Because only the text is wanted, repeat the records below exactly and omit the pictures.

(Free-text object descriptions)
________________________

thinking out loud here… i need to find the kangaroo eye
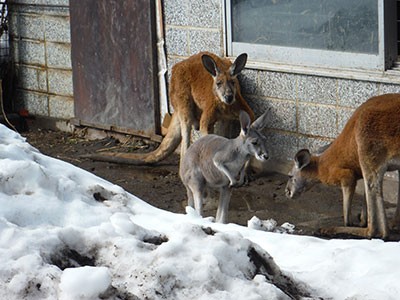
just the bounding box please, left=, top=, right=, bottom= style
left=216, top=81, right=223, bottom=87
left=251, top=140, right=258, bottom=145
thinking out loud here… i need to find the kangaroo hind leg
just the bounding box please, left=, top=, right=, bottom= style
left=215, top=186, right=232, bottom=224
left=362, top=164, right=389, bottom=239
left=187, top=180, right=206, bottom=218
left=178, top=109, right=195, bottom=165
left=341, top=181, right=356, bottom=226
left=390, top=169, right=400, bottom=230
left=184, top=185, right=194, bottom=209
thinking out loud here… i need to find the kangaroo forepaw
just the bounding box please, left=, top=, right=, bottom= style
left=230, top=179, right=246, bottom=188
left=229, top=181, right=240, bottom=188
left=244, top=172, right=256, bottom=184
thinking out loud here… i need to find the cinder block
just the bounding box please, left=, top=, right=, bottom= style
left=163, top=0, right=189, bottom=26
left=337, top=107, right=354, bottom=133
left=10, top=0, right=69, bottom=7
left=46, top=42, right=72, bottom=69
left=298, top=75, right=337, bottom=105
left=338, top=79, right=379, bottom=108
left=298, top=104, right=337, bottom=138
left=47, top=69, right=73, bottom=96
left=16, top=65, right=47, bottom=92
left=44, top=16, right=71, bottom=43
left=258, top=71, right=297, bottom=100
left=297, top=136, right=333, bottom=155
left=13, top=40, right=46, bottom=66
left=9, top=13, right=44, bottom=40
left=251, top=98, right=296, bottom=132
left=165, top=27, right=188, bottom=56
left=189, top=0, right=221, bottom=28
left=49, top=95, right=74, bottom=119
left=8, top=1, right=69, bottom=16
left=15, top=89, right=49, bottom=116
left=188, top=29, right=221, bottom=56
left=263, top=130, right=298, bottom=161
left=379, top=83, right=400, bottom=95
left=238, top=69, right=258, bottom=95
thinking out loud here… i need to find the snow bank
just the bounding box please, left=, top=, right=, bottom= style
left=0, top=124, right=399, bottom=300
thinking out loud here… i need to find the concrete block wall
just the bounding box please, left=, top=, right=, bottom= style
left=163, top=0, right=400, bottom=163
left=241, top=73, right=400, bottom=161
left=163, top=0, right=224, bottom=70
left=8, top=0, right=73, bottom=120
left=7, top=0, right=400, bottom=165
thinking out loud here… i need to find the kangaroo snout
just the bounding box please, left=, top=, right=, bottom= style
left=255, top=152, right=269, bottom=161
left=285, top=180, right=307, bottom=199
left=285, top=186, right=294, bottom=199
left=224, top=94, right=234, bottom=104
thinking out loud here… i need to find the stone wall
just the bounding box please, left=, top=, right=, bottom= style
left=8, top=0, right=73, bottom=120
left=240, top=71, right=400, bottom=161
left=163, top=0, right=400, bottom=162
left=7, top=0, right=400, bottom=163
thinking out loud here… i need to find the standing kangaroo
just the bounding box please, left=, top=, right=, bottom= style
left=89, top=52, right=254, bottom=165
left=180, top=110, right=269, bottom=224
left=285, top=94, right=400, bottom=239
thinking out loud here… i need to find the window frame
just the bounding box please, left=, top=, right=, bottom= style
left=225, top=0, right=397, bottom=72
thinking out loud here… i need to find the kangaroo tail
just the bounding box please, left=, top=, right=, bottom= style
left=86, top=114, right=182, bottom=165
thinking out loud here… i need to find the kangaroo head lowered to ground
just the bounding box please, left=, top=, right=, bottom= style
left=285, top=93, right=400, bottom=239
left=88, top=52, right=254, bottom=166
left=180, top=110, right=269, bottom=224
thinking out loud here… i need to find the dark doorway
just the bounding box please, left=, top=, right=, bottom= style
left=70, top=0, right=160, bottom=139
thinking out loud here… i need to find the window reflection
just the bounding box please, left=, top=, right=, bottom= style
left=232, top=0, right=379, bottom=54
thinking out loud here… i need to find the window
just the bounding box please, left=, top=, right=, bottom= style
left=226, top=0, right=397, bottom=71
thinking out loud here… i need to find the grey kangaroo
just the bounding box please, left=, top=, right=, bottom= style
left=180, top=110, right=269, bottom=223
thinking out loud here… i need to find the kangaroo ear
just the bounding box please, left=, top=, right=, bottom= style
left=229, top=53, right=247, bottom=76
left=239, top=110, right=251, bottom=135
left=250, top=108, right=270, bottom=131
left=202, top=54, right=219, bottom=77
left=294, top=149, right=311, bottom=170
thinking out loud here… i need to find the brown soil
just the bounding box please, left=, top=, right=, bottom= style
left=22, top=126, right=397, bottom=239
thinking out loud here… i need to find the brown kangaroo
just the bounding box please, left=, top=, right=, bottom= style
left=89, top=52, right=255, bottom=165
left=285, top=94, right=400, bottom=239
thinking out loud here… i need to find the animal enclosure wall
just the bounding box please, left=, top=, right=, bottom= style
left=163, top=0, right=400, bottom=162
left=8, top=0, right=73, bottom=120
left=7, top=0, right=400, bottom=164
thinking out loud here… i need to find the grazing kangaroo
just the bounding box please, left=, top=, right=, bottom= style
left=180, top=110, right=269, bottom=224
left=89, top=52, right=255, bottom=165
left=285, top=94, right=400, bottom=239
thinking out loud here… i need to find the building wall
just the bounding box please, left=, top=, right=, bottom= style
left=8, top=0, right=400, bottom=162
left=163, top=0, right=400, bottom=161
left=8, top=0, right=73, bottom=120
left=240, top=71, right=400, bottom=161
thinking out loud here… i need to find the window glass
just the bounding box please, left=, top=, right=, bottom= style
left=232, top=0, right=379, bottom=54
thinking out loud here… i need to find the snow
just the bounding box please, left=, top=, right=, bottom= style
left=59, top=266, right=111, bottom=300
left=0, top=124, right=399, bottom=299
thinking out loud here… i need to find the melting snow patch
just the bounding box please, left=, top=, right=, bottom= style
left=247, top=216, right=295, bottom=233
left=59, top=266, right=111, bottom=300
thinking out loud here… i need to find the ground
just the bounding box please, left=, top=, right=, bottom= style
left=22, top=125, right=389, bottom=239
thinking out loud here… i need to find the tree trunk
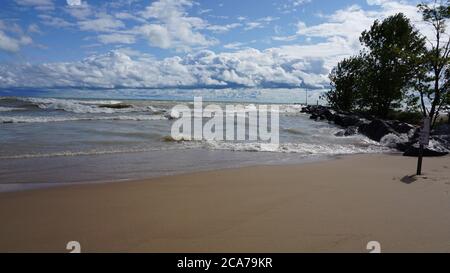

________________________

— Exercise result —
thinking out loud here… i need to find the kangaroo eye
just the bounding box please, left=, top=, right=, bottom= style
left=216, top=81, right=223, bottom=87
left=251, top=140, right=258, bottom=145
thinking out loud here… i need to find the kangaroo hind leg
just the bounding box please, left=, top=, right=, bottom= style
left=215, top=186, right=232, bottom=224
left=362, top=164, right=389, bottom=239
left=187, top=180, right=206, bottom=218
left=178, top=109, right=195, bottom=165
left=341, top=181, right=356, bottom=226
left=390, top=169, right=400, bottom=230
left=184, top=185, right=194, bottom=209
thinking out loud here… i need to find the kangaroo forepaw
just the bounding box please, left=, top=, right=, bottom= style
left=230, top=179, right=246, bottom=188
left=229, top=181, right=240, bottom=188
left=244, top=172, right=256, bottom=184
thinking out loud here… i need to find the cinder block
just the bounding box please, left=, top=, right=, bottom= style
left=163, top=0, right=189, bottom=26
left=337, top=107, right=354, bottom=133
left=10, top=0, right=69, bottom=7
left=46, top=42, right=72, bottom=69
left=298, top=75, right=337, bottom=105
left=338, top=79, right=379, bottom=108
left=298, top=104, right=337, bottom=138
left=47, top=69, right=73, bottom=96
left=16, top=65, right=47, bottom=92
left=44, top=16, right=71, bottom=43
left=258, top=71, right=297, bottom=100
left=297, top=136, right=333, bottom=155
left=13, top=40, right=46, bottom=66
left=9, top=13, right=44, bottom=40
left=251, top=98, right=296, bottom=132
left=165, top=27, right=188, bottom=56
left=189, top=0, right=221, bottom=28
left=49, top=95, right=74, bottom=119
left=8, top=1, right=69, bottom=16
left=15, top=89, right=49, bottom=116
left=188, top=29, right=221, bottom=56
left=263, top=130, right=298, bottom=161
left=379, top=83, right=400, bottom=95
left=238, top=69, right=258, bottom=95
thinking out loud here… i need to find the snow bank
just the bounding box please, left=, top=, right=, bottom= style
left=0, top=124, right=399, bottom=300
thinking out loud here… i need to find the concrete block wall
just the bounding box please, left=, top=, right=, bottom= style
left=163, top=0, right=400, bottom=163
left=241, top=73, right=400, bottom=161
left=163, top=0, right=224, bottom=70
left=8, top=0, right=73, bottom=120
left=7, top=0, right=400, bottom=165
thinking out loud here… i need to find the kangaroo snout
just the bounding box please, left=, top=, right=, bottom= style
left=255, top=152, right=269, bottom=161
left=285, top=180, right=307, bottom=199
left=285, top=186, right=294, bottom=199
left=224, top=94, right=234, bottom=104
thinking out loud here… i need to find the stone wall
just the bounding box please, left=, top=, right=, bottom= style
left=8, top=0, right=73, bottom=120
left=240, top=71, right=400, bottom=161
left=163, top=0, right=400, bottom=162
left=7, top=0, right=400, bottom=163
thinking out loud here… i need to find the standing kangaroo
just the bounding box please, left=, top=, right=, bottom= style
left=89, top=52, right=254, bottom=165
left=180, top=110, right=269, bottom=224
left=285, top=94, right=400, bottom=239
thinking out loud here… i need to find the window frame
just the bounding box please, left=, top=, right=, bottom= style
left=225, top=0, right=397, bottom=72
thinking out loud here… i need to find the kangaroo tail
just the bounding box please, left=, top=, right=, bottom= style
left=86, top=114, right=182, bottom=165
thinking out loud here… i need to find the kangaroo head lowered to ground
just the bounding box please, left=, top=, right=, bottom= style
left=285, top=93, right=400, bottom=239
left=88, top=52, right=254, bottom=166
left=180, top=110, right=269, bottom=224
thinking out loud here… i need to find the dark doorway
just the bounding box please, left=, top=, right=, bottom= style
left=70, top=0, right=160, bottom=139
thinking out loud here… i need to find the window reflection
just the bounding box please, left=, top=, right=, bottom= style
left=232, top=0, right=379, bottom=54
thinking out loud here… i need to find the window
just the bounding box please, left=, top=, right=, bottom= style
left=226, top=0, right=397, bottom=71
thinking out loud here… i need to find the grey kangaroo
just the bounding box please, left=, top=, right=, bottom= style
left=180, top=110, right=269, bottom=223
thinking out loud here… i need to find the kangaroo ear
just the bounding box please, left=, top=, right=, bottom= style
left=229, top=53, right=247, bottom=76
left=239, top=110, right=251, bottom=135
left=250, top=108, right=270, bottom=131
left=202, top=54, right=219, bottom=77
left=294, top=149, right=311, bottom=170
thinking out loud here… i need to find the brown soil
just the bounding box please, left=, top=, right=, bottom= style
left=22, top=126, right=397, bottom=239
thinking out loud here… i need to find the brown kangaroo
just the bounding box please, left=, top=, right=, bottom= style
left=89, top=52, right=255, bottom=165
left=285, top=94, right=400, bottom=239
thinking out loud here… i need to find the animal enclosure wall
just the bounding box please, left=, top=, right=, bottom= style
left=163, top=0, right=400, bottom=162
left=8, top=0, right=73, bottom=120
left=7, top=0, right=400, bottom=164
thinking out loud here… i need to find the grazing kangaroo
just the bounding box please, left=, top=, right=, bottom= style
left=180, top=110, right=269, bottom=224
left=89, top=52, right=255, bottom=165
left=285, top=94, right=400, bottom=239
thinking out loud here… i need to find the building wall
just the bounding box please, left=, top=, right=, bottom= style
left=8, top=0, right=400, bottom=162
left=163, top=0, right=400, bottom=161
left=8, top=0, right=73, bottom=120
left=240, top=71, right=400, bottom=161
thinking out loud here… i need to find the window glass
just the bounding box please, left=, top=, right=, bottom= style
left=232, top=0, right=379, bottom=54
thinking out loud here… i need to find the snow
just the bounding box please, left=, top=, right=, bottom= style
left=59, top=266, right=111, bottom=300
left=0, top=124, right=399, bottom=299
thinking out loud here… i need to find the melting snow patch
just the bounding box please, left=, top=, right=, bottom= style
left=247, top=216, right=295, bottom=233
left=59, top=266, right=111, bottom=300
thinking out loud here… i need to find the ground
just the bounding box please, left=, top=, right=, bottom= style
left=22, top=125, right=389, bottom=239
thinking out loud here… i need to find the tree trunk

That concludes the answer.